### Instruções do exercício
Transcreva fielmente, do texto sobre os lucros das farmacêuticas com as vacinas, o segmento que vai de “Traduzimos (melhor dizendo: adaptamos)” até “de dinheiro público.”.

### Texto de referência
======

As farmacêuticas ganham bilhões com as vacinas, exemplo nefasto de como lucrar com uma catástrofe de saúde sem precedentes

As empresas farmacêuticas, seus executivos e acionistas já estão ganhando bilhões com as vacinas contra covid, em um dos exemplos mais nefastos de como lucrar a partir de uma doença. Isso se deve em grande parte a um sistema, perverso em sua origem, que concentra a capacidade de produção na mão de poucos – sejam empresas ou Estados – o que intensifica e produz novas desigualdades na distribuição e consumo desses produtos. Nesse sistema, a indústria farmacêutica age em parceria com os Estados: primeiro, recebe subsídios governamentais para desenvolver medicamentos; em seguida, na combinação de preços geralmente muito acima dos custos, o que gera lucros exorbitantes para além dos que são considerados “necessários”, dentro desse sistema, para investimentos de risco como vacinas. Enquanto isso, os países mais pobres são deixados para trás novamente: 90% da produção das vacinas está sendo distribuída em países considerados desenvolvidos, enquanto que o restante pode demorar anos para ter vacinas suficientes para dar conta de suas populações. Pior: com a defesa ferrenha, por parte dos governos destes países, dos direitos de propriedade intelectual das empresas, evita-se (ou se dificulta) que os países mais pobres possam produzir vacinas de modo mais rápido e barato.

Traduzimos (melhor dizendo: adaptamos) dois textos do site britânico Corporate Watch [este e este], que desde 1996 cobre e pesquisa corporações, para dar mais detalhes dos abusivos lucros que a indústria farmacêutica obtém a partir da exploração das patentes de medicamentos produzidos, em sua maior parte, a partir de dinheiro público.

======

[Registros armazenados]
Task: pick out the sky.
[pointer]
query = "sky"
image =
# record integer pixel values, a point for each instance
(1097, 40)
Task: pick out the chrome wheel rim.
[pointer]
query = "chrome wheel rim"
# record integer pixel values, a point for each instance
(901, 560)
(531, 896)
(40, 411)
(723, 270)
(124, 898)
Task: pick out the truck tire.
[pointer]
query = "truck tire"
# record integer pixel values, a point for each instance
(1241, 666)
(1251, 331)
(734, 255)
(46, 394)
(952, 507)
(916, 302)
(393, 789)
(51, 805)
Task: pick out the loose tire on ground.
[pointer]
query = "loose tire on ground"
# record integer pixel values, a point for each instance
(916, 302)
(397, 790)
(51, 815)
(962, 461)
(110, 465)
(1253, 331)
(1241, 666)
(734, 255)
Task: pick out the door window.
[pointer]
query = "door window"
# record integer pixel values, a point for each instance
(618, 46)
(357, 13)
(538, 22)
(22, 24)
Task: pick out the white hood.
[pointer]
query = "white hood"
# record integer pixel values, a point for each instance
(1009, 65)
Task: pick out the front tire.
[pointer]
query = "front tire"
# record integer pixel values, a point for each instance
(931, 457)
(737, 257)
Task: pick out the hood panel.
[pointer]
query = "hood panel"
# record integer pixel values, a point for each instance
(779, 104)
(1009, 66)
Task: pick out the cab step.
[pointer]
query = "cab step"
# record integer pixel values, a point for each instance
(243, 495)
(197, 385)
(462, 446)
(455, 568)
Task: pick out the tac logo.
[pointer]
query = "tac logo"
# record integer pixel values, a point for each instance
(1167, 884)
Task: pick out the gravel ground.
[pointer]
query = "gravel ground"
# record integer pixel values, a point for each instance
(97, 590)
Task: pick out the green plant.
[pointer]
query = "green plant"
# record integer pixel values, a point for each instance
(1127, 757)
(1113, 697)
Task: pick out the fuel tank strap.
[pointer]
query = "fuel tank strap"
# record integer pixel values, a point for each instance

======

### Resposta à tarefa
Traduzimos (melhor dizendo: adaptamos) dois textos do site britânico Corporate Watch [este e este], que desde 1996 cobre e pesquisa corporações, para dar mais detalhes dos abusivos lucros que a indústria farmacêutica obtém a partir da exploração das patentes de medicamentos produzidos, em sua maior parte, a partir de dinheiro público.